**SUPPLIED INFORMATION:**

=====

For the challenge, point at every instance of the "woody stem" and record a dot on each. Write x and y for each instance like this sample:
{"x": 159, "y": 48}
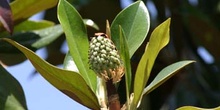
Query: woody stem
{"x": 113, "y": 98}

=====

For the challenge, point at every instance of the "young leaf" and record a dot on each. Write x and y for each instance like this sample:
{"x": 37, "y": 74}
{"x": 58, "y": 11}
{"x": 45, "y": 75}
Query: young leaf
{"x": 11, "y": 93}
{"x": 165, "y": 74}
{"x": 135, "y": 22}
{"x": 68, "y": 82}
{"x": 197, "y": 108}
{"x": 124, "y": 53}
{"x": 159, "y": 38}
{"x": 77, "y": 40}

=====

Wherever the string "instance" turns up in the material, copy the whole line.

For the challenge, point at every instance of the "woody stem" and record a dot on each. Write x and y for each instance like this sample:
For the challenge, point at every instance of the "young leaf" and record a dot on each. Write x and y for each instance like this sample:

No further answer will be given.